▶ [Challenge]:
Repeat every line of the material, character for character.
******************************
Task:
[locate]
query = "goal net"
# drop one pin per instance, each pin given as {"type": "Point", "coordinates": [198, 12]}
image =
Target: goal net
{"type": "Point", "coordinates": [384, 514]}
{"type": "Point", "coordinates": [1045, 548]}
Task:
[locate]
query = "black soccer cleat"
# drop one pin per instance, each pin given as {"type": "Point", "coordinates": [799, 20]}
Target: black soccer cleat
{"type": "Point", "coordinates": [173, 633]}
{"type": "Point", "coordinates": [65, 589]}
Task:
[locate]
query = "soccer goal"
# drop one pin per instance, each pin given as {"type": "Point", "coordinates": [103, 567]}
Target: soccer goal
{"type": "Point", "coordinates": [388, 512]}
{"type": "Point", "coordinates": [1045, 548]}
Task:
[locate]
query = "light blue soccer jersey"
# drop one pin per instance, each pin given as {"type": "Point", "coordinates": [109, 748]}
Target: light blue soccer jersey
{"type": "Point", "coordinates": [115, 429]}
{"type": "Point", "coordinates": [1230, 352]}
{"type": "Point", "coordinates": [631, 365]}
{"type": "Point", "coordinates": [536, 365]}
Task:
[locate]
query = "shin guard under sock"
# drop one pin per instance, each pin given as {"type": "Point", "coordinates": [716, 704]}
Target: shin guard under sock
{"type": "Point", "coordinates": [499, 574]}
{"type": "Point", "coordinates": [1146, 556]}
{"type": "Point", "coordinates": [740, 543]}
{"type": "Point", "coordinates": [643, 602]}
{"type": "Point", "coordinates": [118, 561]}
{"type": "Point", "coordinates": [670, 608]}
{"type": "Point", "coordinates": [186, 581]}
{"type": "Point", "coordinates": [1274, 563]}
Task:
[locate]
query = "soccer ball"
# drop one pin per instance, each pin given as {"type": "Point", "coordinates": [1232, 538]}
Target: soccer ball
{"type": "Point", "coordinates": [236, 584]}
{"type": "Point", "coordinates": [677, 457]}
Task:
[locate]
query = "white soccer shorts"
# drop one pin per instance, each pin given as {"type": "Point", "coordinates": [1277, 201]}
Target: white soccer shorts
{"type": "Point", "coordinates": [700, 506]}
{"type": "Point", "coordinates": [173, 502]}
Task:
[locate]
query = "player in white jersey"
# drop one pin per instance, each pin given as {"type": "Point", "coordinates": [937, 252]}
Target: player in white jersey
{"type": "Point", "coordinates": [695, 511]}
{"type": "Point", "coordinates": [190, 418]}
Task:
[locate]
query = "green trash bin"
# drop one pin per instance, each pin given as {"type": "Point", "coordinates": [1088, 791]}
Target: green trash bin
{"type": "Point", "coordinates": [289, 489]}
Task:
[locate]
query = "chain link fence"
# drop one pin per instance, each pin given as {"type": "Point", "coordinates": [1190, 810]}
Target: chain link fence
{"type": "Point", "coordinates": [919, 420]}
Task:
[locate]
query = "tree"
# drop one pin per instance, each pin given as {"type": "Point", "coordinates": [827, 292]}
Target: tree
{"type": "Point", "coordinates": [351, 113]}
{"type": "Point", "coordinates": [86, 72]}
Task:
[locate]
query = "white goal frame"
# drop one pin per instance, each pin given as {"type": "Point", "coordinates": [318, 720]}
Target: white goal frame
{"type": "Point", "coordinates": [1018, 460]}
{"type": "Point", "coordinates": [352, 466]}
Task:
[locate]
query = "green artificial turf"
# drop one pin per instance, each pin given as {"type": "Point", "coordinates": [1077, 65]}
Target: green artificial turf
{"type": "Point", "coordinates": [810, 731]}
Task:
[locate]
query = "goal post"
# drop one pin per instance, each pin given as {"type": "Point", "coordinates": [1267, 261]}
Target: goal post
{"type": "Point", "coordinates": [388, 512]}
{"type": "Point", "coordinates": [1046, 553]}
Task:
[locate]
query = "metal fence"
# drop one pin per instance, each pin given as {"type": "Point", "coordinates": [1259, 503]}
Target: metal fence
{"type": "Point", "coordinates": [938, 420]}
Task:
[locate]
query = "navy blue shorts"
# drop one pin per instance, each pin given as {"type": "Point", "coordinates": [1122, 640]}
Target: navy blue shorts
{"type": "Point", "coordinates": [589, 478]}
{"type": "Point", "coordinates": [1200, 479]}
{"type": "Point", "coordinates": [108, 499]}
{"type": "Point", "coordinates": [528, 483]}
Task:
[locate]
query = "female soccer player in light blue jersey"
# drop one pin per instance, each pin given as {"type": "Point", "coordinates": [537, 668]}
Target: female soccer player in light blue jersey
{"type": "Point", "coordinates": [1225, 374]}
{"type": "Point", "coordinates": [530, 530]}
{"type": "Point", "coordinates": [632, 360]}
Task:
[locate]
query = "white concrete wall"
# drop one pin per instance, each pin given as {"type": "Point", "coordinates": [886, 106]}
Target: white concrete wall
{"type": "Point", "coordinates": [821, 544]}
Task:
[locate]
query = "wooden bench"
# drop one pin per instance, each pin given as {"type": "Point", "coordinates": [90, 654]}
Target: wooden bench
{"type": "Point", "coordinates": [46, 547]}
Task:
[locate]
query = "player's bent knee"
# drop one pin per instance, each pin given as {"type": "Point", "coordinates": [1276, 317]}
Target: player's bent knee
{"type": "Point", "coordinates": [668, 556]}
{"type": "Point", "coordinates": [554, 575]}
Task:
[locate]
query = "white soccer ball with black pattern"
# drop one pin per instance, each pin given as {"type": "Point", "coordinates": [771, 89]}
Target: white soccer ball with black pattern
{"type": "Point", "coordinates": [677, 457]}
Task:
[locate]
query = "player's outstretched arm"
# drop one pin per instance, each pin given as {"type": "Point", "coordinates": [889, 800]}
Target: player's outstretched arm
******************************
▶ [Answer below]:
Task:
[locate]
query = "goal net"
# drop one pin per instance, each pin given as {"type": "Point", "coordinates": [198, 12]}
image =
Target: goal net
{"type": "Point", "coordinates": [384, 514]}
{"type": "Point", "coordinates": [1045, 548]}
Task:
[locate]
query = "black soccer cleat"
# drop one pin per instance, each pin given as {"type": "Point", "coordinates": [799, 20]}
Target: black soccer cleat
{"type": "Point", "coordinates": [173, 633]}
{"type": "Point", "coordinates": [65, 589]}
Task:
[locate]
query = "soccer goal"
# drop one pin per instance, each pin given as {"type": "Point", "coordinates": [103, 567]}
Target: soccer goal
{"type": "Point", "coordinates": [388, 512]}
{"type": "Point", "coordinates": [1045, 548]}
Task:
[locate]
query = "light blue soccer jersey"
# drop one pin per instance, each pin given as {"type": "Point", "coordinates": [109, 748]}
Target: light blue soccer jersey
{"type": "Point", "coordinates": [115, 429]}
{"type": "Point", "coordinates": [1230, 352]}
{"type": "Point", "coordinates": [631, 365]}
{"type": "Point", "coordinates": [536, 365]}
Task:
[locate]
query = "shin guard under sock"
# drop one pin per instance, each pin given as {"type": "Point", "coordinates": [716, 704]}
Target: shin guard under sock
{"type": "Point", "coordinates": [499, 574]}
{"type": "Point", "coordinates": [1146, 556]}
{"type": "Point", "coordinates": [740, 543]}
{"type": "Point", "coordinates": [643, 602]}
{"type": "Point", "coordinates": [118, 561]}
{"type": "Point", "coordinates": [670, 608]}
{"type": "Point", "coordinates": [186, 581]}
{"type": "Point", "coordinates": [1274, 563]}
Task:
[locate]
query = "soccer ball"
# drop one pin per instance, each pin given as {"type": "Point", "coordinates": [1232, 538]}
Target: soccer ball
{"type": "Point", "coordinates": [236, 584]}
{"type": "Point", "coordinates": [677, 457]}
Task:
[locate]
query = "white soccer shorts"
# drop one pin per instance, each pin given as {"type": "Point", "coordinates": [1277, 201]}
Target: white soccer shorts
{"type": "Point", "coordinates": [700, 506]}
{"type": "Point", "coordinates": [173, 502]}
Task:
[locate]
query = "player in white jersey"
# drop one pin per instance, each pin given as {"type": "Point", "coordinates": [937, 252]}
Target: player in white jersey
{"type": "Point", "coordinates": [695, 511]}
{"type": "Point", "coordinates": [190, 418]}
Task:
[locate]
query = "green trash bin"
# drop one pin per instance, each pin given as {"type": "Point", "coordinates": [1088, 791]}
Target: green trash bin
{"type": "Point", "coordinates": [289, 489]}
Task:
[locate]
query = "chain link fence"
# drop one pin per instance, each pin given as {"type": "Point", "coordinates": [1190, 810]}
Target: chain link fence
{"type": "Point", "coordinates": [919, 420]}
Task:
[locate]
query = "tree"
# drop one pin per instance, each pin given as {"type": "Point", "coordinates": [827, 292]}
Target: tree
{"type": "Point", "coordinates": [351, 113]}
{"type": "Point", "coordinates": [86, 72]}
Task:
[locate]
query = "white goal frame"
# drop one pin per instance, each pin given as {"type": "Point", "coordinates": [318, 720]}
Target: white goal frame
{"type": "Point", "coordinates": [1018, 460]}
{"type": "Point", "coordinates": [352, 466]}
Task:
[locate]
query = "green artificial turf"
# drop one pin per instance, each pin given as {"type": "Point", "coordinates": [1077, 65]}
Target: green artificial turf
{"type": "Point", "coordinates": [810, 731]}
Task:
[locate]
query = "goal post"
# drop one pin per instance, each pin given as {"type": "Point", "coordinates": [1267, 261]}
Target: goal post
{"type": "Point", "coordinates": [388, 512]}
{"type": "Point", "coordinates": [1046, 553]}
Task:
[locate]
query = "metal fence"
# drop one pin per instance, each pin given as {"type": "Point", "coordinates": [1259, 503]}
Target: metal fence
{"type": "Point", "coordinates": [938, 420]}
Task:
[locate]
query = "navy blue shorts"
# drop one pin per instance, each pin given as {"type": "Point", "coordinates": [1122, 640]}
Target: navy blue shorts
{"type": "Point", "coordinates": [589, 478]}
{"type": "Point", "coordinates": [1200, 479]}
{"type": "Point", "coordinates": [108, 499]}
{"type": "Point", "coordinates": [528, 483]}
Task:
[locate]
query = "female soccer player in light blue jersey"
# drop one pin per instance, each pin given as {"type": "Point", "coordinates": [537, 668]}
Target: female soccer player in light blue jersey
{"type": "Point", "coordinates": [1225, 374]}
{"type": "Point", "coordinates": [530, 530]}
{"type": "Point", "coordinates": [632, 360]}
Task:
[locate]
query = "white concrete wall"
# drop one pin per instance, each pin given as {"type": "Point", "coordinates": [886, 106]}
Target: white concrete wall
{"type": "Point", "coordinates": [821, 544]}
Task:
[locate]
query = "wooden bench"
# drop one pin per instance, each pin given as {"type": "Point", "coordinates": [90, 654]}
Target: wooden bench
{"type": "Point", "coordinates": [46, 547]}
Task:
[locate]
query = "player's bent knee"
# drop one pin per instance, each pin given as {"type": "Point", "coordinates": [1276, 317]}
Target: player's bent knee
{"type": "Point", "coordinates": [668, 556]}
{"type": "Point", "coordinates": [554, 575]}
Task:
[locate]
query = "white soccer ball with black pattern"
# drop one pin per instance, each pin given as {"type": "Point", "coordinates": [771, 89]}
Target: white soccer ball with black pattern
{"type": "Point", "coordinates": [677, 457]}
Task:
[locate]
query = "player's outstretched arm"
# drop one pin per instance, each pin given as {"type": "Point", "coordinates": [889, 800]}
Target: player's outstretched arm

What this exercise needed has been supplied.